◆ **MATERIAL PROVIDED**
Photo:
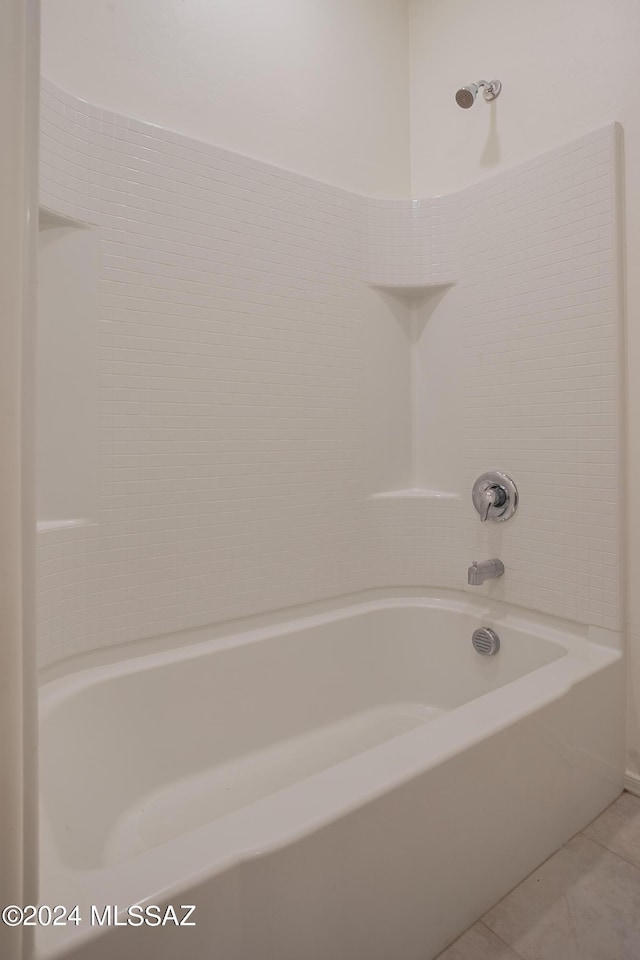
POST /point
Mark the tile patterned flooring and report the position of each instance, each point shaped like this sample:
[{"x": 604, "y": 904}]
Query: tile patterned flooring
[{"x": 583, "y": 903}]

◆ **TO DO**
Only the lines from the one with "Mark the tile" through the final line above should be repeated, each exactly as written.

◆ **SOLUTION**
Mark the tile patterned flooring and report the position of each instance, each point shaped like this sample:
[{"x": 604, "y": 904}]
Query: tile patterned flooring
[{"x": 583, "y": 903}]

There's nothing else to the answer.